**Natural-language object grounding data**
--------------------

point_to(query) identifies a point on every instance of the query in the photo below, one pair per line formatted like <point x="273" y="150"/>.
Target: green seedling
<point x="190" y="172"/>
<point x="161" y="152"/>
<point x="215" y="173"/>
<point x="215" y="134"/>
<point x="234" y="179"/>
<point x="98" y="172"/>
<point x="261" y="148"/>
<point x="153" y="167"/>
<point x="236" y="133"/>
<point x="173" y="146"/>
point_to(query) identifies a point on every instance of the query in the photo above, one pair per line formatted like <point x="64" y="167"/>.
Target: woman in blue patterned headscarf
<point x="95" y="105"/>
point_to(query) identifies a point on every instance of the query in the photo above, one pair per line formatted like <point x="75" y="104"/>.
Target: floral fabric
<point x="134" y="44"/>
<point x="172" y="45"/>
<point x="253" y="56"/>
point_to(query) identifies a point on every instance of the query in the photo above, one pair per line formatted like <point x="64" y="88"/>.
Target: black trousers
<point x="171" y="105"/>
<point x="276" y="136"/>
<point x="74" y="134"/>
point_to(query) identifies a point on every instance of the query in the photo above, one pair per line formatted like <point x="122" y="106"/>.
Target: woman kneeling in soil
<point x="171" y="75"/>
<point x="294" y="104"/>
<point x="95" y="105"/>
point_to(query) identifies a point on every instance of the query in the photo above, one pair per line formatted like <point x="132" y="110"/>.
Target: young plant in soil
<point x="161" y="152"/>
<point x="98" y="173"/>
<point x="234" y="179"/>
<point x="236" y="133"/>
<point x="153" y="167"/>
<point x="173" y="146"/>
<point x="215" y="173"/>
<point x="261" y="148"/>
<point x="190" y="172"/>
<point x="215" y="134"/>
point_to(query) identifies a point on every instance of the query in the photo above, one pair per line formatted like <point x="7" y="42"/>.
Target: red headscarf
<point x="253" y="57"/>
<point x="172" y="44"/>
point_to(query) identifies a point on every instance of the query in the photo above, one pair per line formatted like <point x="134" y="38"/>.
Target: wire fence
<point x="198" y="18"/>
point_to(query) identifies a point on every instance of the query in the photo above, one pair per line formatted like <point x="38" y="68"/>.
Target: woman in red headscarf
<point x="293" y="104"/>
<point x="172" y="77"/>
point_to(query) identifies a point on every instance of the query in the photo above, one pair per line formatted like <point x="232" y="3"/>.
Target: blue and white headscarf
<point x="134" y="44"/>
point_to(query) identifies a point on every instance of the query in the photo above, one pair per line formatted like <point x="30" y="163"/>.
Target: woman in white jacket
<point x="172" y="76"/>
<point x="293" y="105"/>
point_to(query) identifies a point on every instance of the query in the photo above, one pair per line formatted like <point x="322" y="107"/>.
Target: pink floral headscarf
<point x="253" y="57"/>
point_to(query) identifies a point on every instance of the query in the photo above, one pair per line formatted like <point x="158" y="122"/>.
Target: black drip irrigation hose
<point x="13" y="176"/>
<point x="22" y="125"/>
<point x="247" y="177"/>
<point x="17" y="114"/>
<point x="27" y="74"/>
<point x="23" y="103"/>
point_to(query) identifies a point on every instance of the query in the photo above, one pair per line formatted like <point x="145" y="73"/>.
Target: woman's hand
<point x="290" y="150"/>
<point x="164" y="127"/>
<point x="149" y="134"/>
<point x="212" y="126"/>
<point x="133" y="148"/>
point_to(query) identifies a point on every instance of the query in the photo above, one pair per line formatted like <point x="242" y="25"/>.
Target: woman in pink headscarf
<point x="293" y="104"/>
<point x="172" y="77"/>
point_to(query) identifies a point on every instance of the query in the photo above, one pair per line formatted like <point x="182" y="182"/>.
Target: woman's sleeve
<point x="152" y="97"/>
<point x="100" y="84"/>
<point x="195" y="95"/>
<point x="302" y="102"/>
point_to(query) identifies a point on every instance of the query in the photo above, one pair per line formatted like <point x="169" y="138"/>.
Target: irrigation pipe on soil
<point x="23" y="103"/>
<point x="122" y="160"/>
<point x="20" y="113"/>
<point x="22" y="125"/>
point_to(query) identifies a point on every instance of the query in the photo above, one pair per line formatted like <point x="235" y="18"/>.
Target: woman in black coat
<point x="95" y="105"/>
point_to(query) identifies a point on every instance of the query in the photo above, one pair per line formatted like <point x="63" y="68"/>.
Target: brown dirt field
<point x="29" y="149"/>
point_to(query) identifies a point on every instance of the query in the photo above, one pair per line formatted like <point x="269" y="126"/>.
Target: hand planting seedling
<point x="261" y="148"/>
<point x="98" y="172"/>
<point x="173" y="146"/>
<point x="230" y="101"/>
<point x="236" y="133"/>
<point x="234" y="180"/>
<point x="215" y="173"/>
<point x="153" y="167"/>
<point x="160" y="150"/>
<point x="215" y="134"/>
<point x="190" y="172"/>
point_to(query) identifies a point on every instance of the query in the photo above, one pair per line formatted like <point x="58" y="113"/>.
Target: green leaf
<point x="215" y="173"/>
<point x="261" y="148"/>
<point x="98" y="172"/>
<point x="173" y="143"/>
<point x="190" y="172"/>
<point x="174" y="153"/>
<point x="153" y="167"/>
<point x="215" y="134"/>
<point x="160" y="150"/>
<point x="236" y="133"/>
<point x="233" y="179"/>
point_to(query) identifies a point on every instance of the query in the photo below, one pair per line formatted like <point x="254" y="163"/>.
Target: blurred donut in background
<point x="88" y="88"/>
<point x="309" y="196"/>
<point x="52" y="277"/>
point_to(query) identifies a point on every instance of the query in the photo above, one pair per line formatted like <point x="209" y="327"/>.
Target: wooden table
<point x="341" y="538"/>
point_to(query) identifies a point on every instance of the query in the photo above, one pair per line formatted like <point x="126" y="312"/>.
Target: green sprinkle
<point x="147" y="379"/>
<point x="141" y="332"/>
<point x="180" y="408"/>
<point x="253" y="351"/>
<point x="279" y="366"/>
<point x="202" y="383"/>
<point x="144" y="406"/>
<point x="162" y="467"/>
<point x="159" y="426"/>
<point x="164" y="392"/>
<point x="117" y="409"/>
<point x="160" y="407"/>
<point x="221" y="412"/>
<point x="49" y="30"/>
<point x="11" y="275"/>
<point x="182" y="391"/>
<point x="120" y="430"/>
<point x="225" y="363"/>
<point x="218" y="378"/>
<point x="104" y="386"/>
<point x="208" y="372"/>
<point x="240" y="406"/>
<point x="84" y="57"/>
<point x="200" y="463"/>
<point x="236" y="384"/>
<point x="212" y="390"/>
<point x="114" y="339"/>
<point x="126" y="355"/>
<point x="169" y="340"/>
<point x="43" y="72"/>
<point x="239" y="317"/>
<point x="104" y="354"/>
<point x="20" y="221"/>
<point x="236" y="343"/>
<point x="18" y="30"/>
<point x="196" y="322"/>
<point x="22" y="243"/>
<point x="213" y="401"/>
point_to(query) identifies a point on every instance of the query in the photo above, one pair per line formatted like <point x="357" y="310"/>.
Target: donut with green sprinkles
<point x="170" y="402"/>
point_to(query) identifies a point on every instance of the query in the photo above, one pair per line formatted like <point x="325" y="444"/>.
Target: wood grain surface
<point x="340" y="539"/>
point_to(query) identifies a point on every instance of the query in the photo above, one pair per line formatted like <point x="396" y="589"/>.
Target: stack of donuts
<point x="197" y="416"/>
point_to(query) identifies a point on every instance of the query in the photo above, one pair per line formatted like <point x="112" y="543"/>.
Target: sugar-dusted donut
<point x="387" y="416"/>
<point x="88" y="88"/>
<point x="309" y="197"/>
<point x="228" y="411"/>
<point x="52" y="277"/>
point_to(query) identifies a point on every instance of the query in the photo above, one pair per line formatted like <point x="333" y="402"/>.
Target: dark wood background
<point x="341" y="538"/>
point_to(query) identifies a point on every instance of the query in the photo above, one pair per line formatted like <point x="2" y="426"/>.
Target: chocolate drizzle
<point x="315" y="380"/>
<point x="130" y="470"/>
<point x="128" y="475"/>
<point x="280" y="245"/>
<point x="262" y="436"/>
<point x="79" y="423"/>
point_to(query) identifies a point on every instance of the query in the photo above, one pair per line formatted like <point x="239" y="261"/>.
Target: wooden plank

--------------------

**How to complete this task**
Show every line above in which the word "below" is found.

**Finished exercise**
point_to(query) identifies a point on every instance of the query in the photo below, one pair per line formatted like <point x="273" y="150"/>.
point_to(query) identifies a point on every instance of the query in the photo below, one pair per line formatted like <point x="254" y="163"/>.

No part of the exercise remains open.